* [INSTRUCTION]: Display every line of the data below that contains the string "door". The match is case-sensitive.

━━━━

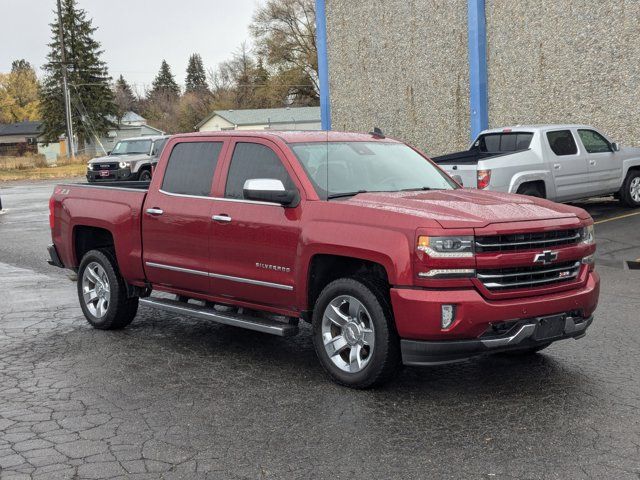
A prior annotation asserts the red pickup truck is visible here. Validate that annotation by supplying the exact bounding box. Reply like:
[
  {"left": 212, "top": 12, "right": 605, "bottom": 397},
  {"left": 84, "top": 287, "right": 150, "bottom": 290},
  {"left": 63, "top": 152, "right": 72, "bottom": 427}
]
[{"left": 49, "top": 131, "right": 599, "bottom": 388}]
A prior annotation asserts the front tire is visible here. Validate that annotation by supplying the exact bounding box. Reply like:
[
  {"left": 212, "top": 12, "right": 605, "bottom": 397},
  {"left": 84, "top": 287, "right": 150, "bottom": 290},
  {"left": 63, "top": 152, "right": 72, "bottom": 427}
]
[
  {"left": 313, "top": 278, "right": 401, "bottom": 388},
  {"left": 620, "top": 170, "right": 640, "bottom": 208},
  {"left": 78, "top": 250, "right": 138, "bottom": 330}
]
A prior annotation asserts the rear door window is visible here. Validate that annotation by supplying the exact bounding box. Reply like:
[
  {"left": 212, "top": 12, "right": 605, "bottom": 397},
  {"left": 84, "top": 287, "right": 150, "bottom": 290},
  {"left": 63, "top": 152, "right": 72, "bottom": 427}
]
[
  {"left": 477, "top": 132, "right": 533, "bottom": 153},
  {"left": 162, "top": 142, "right": 222, "bottom": 197},
  {"left": 224, "top": 143, "right": 295, "bottom": 200},
  {"left": 578, "top": 130, "right": 611, "bottom": 153},
  {"left": 547, "top": 130, "right": 578, "bottom": 157}
]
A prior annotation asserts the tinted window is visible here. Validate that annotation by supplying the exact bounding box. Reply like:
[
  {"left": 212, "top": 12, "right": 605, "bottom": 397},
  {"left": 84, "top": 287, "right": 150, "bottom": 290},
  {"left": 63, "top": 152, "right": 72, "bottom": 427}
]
[
  {"left": 151, "top": 138, "right": 167, "bottom": 156},
  {"left": 477, "top": 132, "right": 533, "bottom": 153},
  {"left": 547, "top": 130, "right": 578, "bottom": 157},
  {"left": 162, "top": 142, "right": 222, "bottom": 197},
  {"left": 224, "top": 143, "right": 295, "bottom": 199},
  {"left": 578, "top": 130, "right": 611, "bottom": 153}
]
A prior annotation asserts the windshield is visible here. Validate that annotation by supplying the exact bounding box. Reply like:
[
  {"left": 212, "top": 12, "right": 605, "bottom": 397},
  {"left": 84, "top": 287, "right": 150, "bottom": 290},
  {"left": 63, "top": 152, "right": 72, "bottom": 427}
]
[
  {"left": 291, "top": 142, "right": 457, "bottom": 198},
  {"left": 111, "top": 140, "right": 151, "bottom": 155}
]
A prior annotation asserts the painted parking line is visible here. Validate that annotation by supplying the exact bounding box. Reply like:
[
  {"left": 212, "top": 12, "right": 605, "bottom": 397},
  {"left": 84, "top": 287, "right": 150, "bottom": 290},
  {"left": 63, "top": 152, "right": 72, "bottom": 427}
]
[{"left": 593, "top": 212, "right": 640, "bottom": 225}]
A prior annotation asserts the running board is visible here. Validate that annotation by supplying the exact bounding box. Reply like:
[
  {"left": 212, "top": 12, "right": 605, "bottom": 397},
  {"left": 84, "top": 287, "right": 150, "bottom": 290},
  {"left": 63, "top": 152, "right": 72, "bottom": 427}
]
[{"left": 140, "top": 297, "right": 298, "bottom": 337}]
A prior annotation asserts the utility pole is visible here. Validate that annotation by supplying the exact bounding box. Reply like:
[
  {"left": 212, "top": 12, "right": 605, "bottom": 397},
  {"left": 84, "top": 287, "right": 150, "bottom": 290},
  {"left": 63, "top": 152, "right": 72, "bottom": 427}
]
[{"left": 58, "top": 0, "right": 75, "bottom": 158}]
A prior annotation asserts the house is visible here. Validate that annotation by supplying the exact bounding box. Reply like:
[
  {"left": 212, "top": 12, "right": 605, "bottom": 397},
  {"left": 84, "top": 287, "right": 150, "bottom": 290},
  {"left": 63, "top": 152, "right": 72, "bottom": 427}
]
[
  {"left": 83, "top": 112, "right": 164, "bottom": 157},
  {"left": 0, "top": 121, "right": 64, "bottom": 162},
  {"left": 195, "top": 107, "right": 320, "bottom": 132}
]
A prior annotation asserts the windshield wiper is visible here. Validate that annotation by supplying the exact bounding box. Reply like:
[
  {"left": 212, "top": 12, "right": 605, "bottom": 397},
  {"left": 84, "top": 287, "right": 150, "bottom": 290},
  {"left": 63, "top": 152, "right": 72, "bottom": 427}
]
[
  {"left": 398, "top": 187, "right": 442, "bottom": 192},
  {"left": 327, "top": 190, "right": 369, "bottom": 200}
]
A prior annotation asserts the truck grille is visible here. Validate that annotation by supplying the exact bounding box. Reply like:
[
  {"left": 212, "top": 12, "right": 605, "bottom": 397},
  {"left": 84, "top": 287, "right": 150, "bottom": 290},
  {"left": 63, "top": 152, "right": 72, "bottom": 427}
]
[
  {"left": 477, "top": 260, "right": 580, "bottom": 292},
  {"left": 476, "top": 228, "right": 581, "bottom": 253}
]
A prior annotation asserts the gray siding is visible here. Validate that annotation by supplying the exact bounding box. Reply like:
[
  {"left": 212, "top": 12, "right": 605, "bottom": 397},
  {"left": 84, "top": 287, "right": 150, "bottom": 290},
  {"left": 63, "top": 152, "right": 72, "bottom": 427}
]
[{"left": 327, "top": 0, "right": 470, "bottom": 154}]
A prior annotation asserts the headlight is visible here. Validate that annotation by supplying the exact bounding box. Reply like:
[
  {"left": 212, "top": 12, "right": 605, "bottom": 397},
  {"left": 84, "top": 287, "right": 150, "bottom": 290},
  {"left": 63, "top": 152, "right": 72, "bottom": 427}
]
[
  {"left": 580, "top": 225, "right": 596, "bottom": 245},
  {"left": 417, "top": 235, "right": 474, "bottom": 258}
]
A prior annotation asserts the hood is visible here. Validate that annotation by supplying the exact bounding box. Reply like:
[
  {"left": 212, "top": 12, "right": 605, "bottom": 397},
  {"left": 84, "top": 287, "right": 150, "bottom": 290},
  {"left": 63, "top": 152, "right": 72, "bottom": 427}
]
[
  {"left": 89, "top": 153, "right": 149, "bottom": 163},
  {"left": 345, "top": 189, "right": 589, "bottom": 228}
]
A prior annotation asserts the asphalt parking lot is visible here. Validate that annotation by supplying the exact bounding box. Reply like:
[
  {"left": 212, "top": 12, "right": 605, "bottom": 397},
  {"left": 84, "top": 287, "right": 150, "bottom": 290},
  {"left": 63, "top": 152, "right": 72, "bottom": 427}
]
[{"left": 0, "top": 183, "right": 640, "bottom": 480}]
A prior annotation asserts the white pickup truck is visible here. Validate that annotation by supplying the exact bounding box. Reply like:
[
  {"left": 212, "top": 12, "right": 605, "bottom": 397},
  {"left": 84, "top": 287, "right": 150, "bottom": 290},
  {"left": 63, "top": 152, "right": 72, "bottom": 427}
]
[{"left": 433, "top": 125, "right": 640, "bottom": 208}]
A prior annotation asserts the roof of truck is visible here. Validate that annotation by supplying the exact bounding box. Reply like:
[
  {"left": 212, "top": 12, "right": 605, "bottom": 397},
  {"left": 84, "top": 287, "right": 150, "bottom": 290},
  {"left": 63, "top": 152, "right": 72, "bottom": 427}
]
[
  {"left": 170, "top": 130, "right": 400, "bottom": 143},
  {"left": 482, "top": 123, "right": 593, "bottom": 134}
]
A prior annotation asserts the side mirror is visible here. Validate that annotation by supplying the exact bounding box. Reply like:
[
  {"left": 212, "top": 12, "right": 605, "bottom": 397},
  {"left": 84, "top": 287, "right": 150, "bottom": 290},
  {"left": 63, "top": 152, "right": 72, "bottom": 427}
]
[{"left": 242, "top": 178, "right": 298, "bottom": 207}]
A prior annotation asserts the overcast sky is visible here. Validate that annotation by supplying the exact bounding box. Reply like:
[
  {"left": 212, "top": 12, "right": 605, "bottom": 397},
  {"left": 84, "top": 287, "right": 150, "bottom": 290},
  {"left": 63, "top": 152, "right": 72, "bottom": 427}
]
[{"left": 0, "top": 0, "right": 261, "bottom": 91}]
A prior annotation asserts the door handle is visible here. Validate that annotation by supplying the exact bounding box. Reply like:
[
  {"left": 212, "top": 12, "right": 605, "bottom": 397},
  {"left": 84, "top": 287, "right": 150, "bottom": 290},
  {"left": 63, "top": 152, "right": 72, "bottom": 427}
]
[
  {"left": 147, "top": 208, "right": 164, "bottom": 217},
  {"left": 211, "top": 214, "right": 231, "bottom": 223}
]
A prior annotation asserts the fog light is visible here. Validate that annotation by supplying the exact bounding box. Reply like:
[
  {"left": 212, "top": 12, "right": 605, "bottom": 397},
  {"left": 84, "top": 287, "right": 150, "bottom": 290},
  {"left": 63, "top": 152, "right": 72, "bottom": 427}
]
[{"left": 440, "top": 305, "right": 456, "bottom": 329}]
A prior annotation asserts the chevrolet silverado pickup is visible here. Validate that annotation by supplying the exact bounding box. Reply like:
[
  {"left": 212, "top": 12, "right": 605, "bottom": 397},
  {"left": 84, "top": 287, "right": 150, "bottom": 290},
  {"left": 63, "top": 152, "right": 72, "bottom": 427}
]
[
  {"left": 49, "top": 131, "right": 599, "bottom": 388},
  {"left": 433, "top": 125, "right": 640, "bottom": 208}
]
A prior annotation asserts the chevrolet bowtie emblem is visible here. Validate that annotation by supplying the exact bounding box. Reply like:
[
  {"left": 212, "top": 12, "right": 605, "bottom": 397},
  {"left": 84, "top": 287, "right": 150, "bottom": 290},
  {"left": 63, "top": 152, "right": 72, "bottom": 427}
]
[{"left": 533, "top": 250, "right": 558, "bottom": 265}]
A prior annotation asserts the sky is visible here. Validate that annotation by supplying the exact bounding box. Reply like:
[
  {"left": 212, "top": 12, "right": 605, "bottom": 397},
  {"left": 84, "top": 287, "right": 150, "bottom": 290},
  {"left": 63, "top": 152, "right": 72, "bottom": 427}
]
[{"left": 0, "top": 0, "right": 262, "bottom": 93}]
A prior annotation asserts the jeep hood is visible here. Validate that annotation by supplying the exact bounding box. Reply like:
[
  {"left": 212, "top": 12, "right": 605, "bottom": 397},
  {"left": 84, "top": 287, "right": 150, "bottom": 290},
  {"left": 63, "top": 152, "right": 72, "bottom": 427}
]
[
  {"left": 89, "top": 153, "right": 149, "bottom": 163},
  {"left": 345, "top": 189, "right": 589, "bottom": 228}
]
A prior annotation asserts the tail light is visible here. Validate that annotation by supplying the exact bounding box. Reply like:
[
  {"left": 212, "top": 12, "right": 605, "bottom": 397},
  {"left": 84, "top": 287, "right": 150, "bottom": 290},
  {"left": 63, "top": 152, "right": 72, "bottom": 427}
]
[
  {"left": 49, "top": 197, "right": 55, "bottom": 230},
  {"left": 478, "top": 170, "right": 491, "bottom": 190}
]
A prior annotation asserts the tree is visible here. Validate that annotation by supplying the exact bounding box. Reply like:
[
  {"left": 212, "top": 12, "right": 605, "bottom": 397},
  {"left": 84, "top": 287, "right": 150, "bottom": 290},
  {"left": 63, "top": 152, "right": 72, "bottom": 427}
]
[
  {"left": 0, "top": 60, "right": 40, "bottom": 123},
  {"left": 250, "top": 0, "right": 320, "bottom": 104},
  {"left": 150, "top": 60, "right": 180, "bottom": 98},
  {"left": 185, "top": 53, "right": 209, "bottom": 93},
  {"left": 113, "top": 75, "right": 138, "bottom": 122},
  {"left": 40, "top": 0, "right": 117, "bottom": 148}
]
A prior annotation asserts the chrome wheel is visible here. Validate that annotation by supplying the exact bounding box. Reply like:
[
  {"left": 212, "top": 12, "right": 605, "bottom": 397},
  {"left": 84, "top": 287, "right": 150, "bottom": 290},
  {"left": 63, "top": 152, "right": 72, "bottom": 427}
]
[
  {"left": 82, "top": 262, "right": 111, "bottom": 318},
  {"left": 629, "top": 177, "right": 640, "bottom": 203},
  {"left": 322, "top": 295, "right": 375, "bottom": 373}
]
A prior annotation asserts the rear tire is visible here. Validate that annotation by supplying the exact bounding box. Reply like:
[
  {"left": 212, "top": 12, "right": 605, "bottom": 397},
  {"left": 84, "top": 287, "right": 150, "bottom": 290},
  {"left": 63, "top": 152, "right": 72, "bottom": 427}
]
[
  {"left": 518, "top": 185, "right": 544, "bottom": 198},
  {"left": 620, "top": 170, "right": 640, "bottom": 208},
  {"left": 313, "top": 278, "right": 401, "bottom": 388},
  {"left": 78, "top": 250, "right": 138, "bottom": 330}
]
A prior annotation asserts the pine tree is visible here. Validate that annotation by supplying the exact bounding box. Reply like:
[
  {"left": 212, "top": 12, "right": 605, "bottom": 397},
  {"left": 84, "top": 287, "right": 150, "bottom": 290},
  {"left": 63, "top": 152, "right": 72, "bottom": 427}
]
[
  {"left": 40, "top": 0, "right": 117, "bottom": 148},
  {"left": 114, "top": 75, "right": 138, "bottom": 121},
  {"left": 185, "top": 53, "right": 209, "bottom": 93},
  {"left": 150, "top": 60, "right": 180, "bottom": 97}
]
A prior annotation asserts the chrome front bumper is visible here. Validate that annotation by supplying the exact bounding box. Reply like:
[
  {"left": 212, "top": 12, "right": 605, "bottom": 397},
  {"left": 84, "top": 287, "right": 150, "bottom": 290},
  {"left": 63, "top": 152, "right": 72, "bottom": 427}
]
[{"left": 400, "top": 314, "right": 593, "bottom": 365}]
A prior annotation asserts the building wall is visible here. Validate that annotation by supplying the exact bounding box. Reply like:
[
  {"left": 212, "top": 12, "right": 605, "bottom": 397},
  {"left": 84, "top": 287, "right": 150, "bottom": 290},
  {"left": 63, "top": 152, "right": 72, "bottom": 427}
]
[
  {"left": 327, "top": 0, "right": 640, "bottom": 154},
  {"left": 487, "top": 0, "right": 640, "bottom": 146},
  {"left": 326, "top": 0, "right": 470, "bottom": 154}
]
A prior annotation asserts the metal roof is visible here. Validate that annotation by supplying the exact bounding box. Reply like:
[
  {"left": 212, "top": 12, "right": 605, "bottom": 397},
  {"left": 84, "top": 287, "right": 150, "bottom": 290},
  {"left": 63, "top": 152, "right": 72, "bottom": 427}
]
[{"left": 196, "top": 107, "right": 320, "bottom": 128}]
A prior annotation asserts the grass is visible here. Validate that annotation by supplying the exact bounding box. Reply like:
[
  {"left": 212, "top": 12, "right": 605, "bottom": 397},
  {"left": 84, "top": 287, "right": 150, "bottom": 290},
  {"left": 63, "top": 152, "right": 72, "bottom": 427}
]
[{"left": 0, "top": 156, "right": 88, "bottom": 182}]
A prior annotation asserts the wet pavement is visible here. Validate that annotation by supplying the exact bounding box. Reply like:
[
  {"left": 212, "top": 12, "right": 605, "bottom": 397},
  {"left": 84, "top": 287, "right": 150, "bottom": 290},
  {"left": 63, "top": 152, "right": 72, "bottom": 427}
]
[{"left": 0, "top": 183, "right": 640, "bottom": 480}]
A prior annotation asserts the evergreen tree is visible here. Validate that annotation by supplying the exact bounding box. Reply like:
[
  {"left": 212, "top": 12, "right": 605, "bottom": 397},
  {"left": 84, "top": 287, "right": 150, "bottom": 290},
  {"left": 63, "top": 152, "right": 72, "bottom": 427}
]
[
  {"left": 150, "top": 60, "right": 180, "bottom": 97},
  {"left": 40, "top": 0, "right": 117, "bottom": 148},
  {"left": 185, "top": 53, "right": 209, "bottom": 93},
  {"left": 114, "top": 75, "right": 138, "bottom": 121}
]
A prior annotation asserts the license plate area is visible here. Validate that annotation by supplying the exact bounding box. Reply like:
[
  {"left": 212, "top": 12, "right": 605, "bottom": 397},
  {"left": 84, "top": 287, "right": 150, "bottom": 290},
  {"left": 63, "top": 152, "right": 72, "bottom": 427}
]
[{"left": 532, "top": 315, "right": 565, "bottom": 340}]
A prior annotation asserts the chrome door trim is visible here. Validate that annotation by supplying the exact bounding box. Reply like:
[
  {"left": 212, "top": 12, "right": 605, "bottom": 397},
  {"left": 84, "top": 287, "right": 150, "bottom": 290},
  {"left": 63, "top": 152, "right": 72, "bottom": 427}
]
[
  {"left": 209, "top": 273, "right": 293, "bottom": 291},
  {"left": 145, "top": 262, "right": 209, "bottom": 277},
  {"left": 145, "top": 262, "right": 293, "bottom": 291}
]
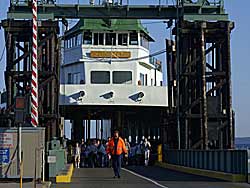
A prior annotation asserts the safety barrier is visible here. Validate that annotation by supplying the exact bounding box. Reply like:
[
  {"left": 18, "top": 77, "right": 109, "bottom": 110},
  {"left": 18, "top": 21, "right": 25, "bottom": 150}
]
[
  {"left": 163, "top": 148, "right": 248, "bottom": 181},
  {"left": 56, "top": 164, "right": 74, "bottom": 183}
]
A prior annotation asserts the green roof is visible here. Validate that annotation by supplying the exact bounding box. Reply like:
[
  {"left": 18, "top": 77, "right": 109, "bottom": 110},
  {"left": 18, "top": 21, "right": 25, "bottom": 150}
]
[{"left": 65, "top": 19, "right": 154, "bottom": 41}]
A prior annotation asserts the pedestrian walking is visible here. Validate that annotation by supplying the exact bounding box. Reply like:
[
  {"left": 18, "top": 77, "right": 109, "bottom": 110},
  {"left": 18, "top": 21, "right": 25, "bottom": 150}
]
[
  {"left": 74, "top": 142, "right": 81, "bottom": 168},
  {"left": 143, "top": 138, "right": 151, "bottom": 166},
  {"left": 107, "top": 130, "right": 127, "bottom": 178},
  {"left": 124, "top": 138, "right": 130, "bottom": 165}
]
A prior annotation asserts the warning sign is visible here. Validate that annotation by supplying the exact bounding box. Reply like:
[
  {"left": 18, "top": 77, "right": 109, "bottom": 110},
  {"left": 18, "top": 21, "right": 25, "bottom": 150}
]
[
  {"left": 0, "top": 148, "right": 10, "bottom": 164},
  {"left": 0, "top": 133, "right": 13, "bottom": 148}
]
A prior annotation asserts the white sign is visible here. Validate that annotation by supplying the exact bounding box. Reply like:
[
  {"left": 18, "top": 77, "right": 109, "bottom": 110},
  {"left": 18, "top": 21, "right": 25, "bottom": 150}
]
[
  {"left": 0, "top": 133, "right": 14, "bottom": 148},
  {"left": 48, "top": 156, "right": 56, "bottom": 163}
]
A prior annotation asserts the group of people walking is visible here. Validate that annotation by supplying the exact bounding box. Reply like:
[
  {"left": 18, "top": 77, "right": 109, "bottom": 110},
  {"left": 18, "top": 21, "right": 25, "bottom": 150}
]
[{"left": 71, "top": 130, "right": 151, "bottom": 178}]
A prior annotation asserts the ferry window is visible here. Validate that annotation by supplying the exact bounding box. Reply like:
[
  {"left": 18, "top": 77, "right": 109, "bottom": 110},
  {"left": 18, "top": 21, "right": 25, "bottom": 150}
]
[
  {"left": 68, "top": 73, "right": 72, "bottom": 84},
  {"left": 140, "top": 35, "right": 149, "bottom": 49},
  {"left": 118, "top": 34, "right": 128, "bottom": 46},
  {"left": 73, "top": 72, "right": 81, "bottom": 84},
  {"left": 140, "top": 73, "right": 145, "bottom": 86},
  {"left": 106, "top": 33, "right": 116, "bottom": 45},
  {"left": 77, "top": 34, "right": 82, "bottom": 46},
  {"left": 129, "top": 33, "right": 138, "bottom": 45},
  {"left": 94, "top": 33, "right": 104, "bottom": 45},
  {"left": 91, "top": 71, "right": 110, "bottom": 84},
  {"left": 113, "top": 71, "right": 132, "bottom": 84},
  {"left": 83, "top": 32, "right": 92, "bottom": 44}
]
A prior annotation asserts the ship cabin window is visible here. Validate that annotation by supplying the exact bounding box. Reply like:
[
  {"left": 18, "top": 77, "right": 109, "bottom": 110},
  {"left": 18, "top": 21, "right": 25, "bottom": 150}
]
[
  {"left": 140, "top": 73, "right": 145, "bottom": 86},
  {"left": 90, "top": 71, "right": 110, "bottom": 84},
  {"left": 140, "top": 35, "right": 149, "bottom": 49},
  {"left": 105, "top": 33, "right": 116, "bottom": 46},
  {"left": 129, "top": 33, "right": 138, "bottom": 45},
  {"left": 68, "top": 72, "right": 81, "bottom": 84},
  {"left": 73, "top": 72, "right": 81, "bottom": 84},
  {"left": 68, "top": 73, "right": 72, "bottom": 84},
  {"left": 94, "top": 33, "right": 104, "bottom": 45},
  {"left": 118, "top": 33, "right": 128, "bottom": 46},
  {"left": 83, "top": 32, "right": 92, "bottom": 44},
  {"left": 113, "top": 71, "right": 132, "bottom": 84}
]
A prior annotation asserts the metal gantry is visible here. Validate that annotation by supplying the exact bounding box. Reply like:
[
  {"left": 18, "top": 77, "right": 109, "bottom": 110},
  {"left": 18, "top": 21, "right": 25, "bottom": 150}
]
[{"left": 1, "top": 0, "right": 234, "bottom": 149}]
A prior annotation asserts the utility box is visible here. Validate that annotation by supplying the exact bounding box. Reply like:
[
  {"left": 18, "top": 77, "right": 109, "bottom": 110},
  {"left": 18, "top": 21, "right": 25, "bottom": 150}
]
[
  {"left": 0, "top": 127, "right": 45, "bottom": 179},
  {"left": 46, "top": 138, "right": 67, "bottom": 178}
]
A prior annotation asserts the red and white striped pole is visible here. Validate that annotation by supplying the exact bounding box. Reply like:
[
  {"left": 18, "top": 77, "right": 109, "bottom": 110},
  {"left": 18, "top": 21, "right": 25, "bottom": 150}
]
[{"left": 31, "top": 0, "right": 38, "bottom": 127}]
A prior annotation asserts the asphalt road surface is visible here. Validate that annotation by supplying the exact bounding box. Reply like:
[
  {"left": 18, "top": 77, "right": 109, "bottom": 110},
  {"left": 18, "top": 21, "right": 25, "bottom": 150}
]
[{"left": 52, "top": 166, "right": 250, "bottom": 188}]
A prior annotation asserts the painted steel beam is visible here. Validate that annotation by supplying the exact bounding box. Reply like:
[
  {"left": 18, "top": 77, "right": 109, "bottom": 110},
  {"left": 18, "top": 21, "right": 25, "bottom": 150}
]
[{"left": 8, "top": 4, "right": 228, "bottom": 21}]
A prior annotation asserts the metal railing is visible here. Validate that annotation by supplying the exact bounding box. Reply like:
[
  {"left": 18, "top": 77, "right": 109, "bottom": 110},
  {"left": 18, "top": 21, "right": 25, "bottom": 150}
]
[{"left": 163, "top": 149, "right": 248, "bottom": 175}]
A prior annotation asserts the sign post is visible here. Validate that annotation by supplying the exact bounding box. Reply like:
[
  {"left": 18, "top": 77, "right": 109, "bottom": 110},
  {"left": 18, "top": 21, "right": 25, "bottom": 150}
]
[{"left": 15, "top": 96, "right": 25, "bottom": 177}]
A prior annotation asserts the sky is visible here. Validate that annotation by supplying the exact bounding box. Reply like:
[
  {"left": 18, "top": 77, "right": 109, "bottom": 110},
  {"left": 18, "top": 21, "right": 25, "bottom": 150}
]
[{"left": 0, "top": 0, "right": 250, "bottom": 137}]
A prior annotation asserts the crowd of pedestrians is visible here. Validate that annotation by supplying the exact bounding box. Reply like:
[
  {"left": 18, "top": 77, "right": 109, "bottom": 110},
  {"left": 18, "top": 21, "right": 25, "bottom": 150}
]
[{"left": 71, "top": 138, "right": 152, "bottom": 168}]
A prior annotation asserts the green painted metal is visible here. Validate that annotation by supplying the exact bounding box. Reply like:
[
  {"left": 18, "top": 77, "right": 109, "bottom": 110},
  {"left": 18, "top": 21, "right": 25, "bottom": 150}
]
[
  {"left": 65, "top": 19, "right": 154, "bottom": 41},
  {"left": 8, "top": 3, "right": 227, "bottom": 20}
]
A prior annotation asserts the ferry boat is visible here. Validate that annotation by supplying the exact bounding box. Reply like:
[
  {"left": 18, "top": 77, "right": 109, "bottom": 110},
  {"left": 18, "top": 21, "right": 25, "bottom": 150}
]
[{"left": 60, "top": 19, "right": 168, "bottom": 141}]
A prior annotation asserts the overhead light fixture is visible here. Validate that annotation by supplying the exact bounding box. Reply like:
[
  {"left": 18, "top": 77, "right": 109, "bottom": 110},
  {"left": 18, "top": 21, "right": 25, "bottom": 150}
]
[
  {"left": 137, "top": 91, "right": 145, "bottom": 102},
  {"left": 77, "top": 91, "right": 85, "bottom": 101}
]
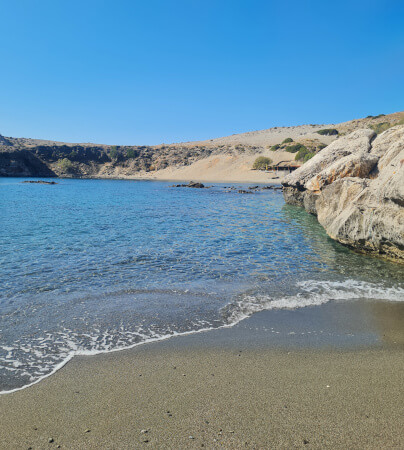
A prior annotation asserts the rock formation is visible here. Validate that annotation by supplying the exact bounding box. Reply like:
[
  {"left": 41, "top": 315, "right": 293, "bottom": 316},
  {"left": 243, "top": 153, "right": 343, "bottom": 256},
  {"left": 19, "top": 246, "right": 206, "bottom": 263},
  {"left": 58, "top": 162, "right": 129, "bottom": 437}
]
[{"left": 282, "top": 125, "right": 404, "bottom": 262}]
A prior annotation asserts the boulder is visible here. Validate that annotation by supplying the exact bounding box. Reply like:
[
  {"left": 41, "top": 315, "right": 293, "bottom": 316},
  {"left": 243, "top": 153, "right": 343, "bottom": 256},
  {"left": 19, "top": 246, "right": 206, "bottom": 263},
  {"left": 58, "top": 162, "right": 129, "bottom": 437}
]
[{"left": 283, "top": 126, "right": 404, "bottom": 262}]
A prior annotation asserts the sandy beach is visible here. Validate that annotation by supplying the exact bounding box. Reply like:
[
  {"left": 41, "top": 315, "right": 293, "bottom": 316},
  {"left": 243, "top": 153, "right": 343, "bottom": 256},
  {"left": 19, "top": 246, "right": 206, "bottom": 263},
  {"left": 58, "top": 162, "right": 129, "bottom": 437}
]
[{"left": 0, "top": 302, "right": 404, "bottom": 449}]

━━━━

* [RESPONSE]:
A prior annotation asserts the rear door window is visible here. Validate that annotation by supplying the exact bounding box. Reply like:
A prior annotation asserts the door handle is visible here. Validate that annotation by supplying the exact bounding box. Reply like:
A prior annotation asserts the chrome door trim is visible here. Validate that annotation by supplying the exact bounding box. Reply like:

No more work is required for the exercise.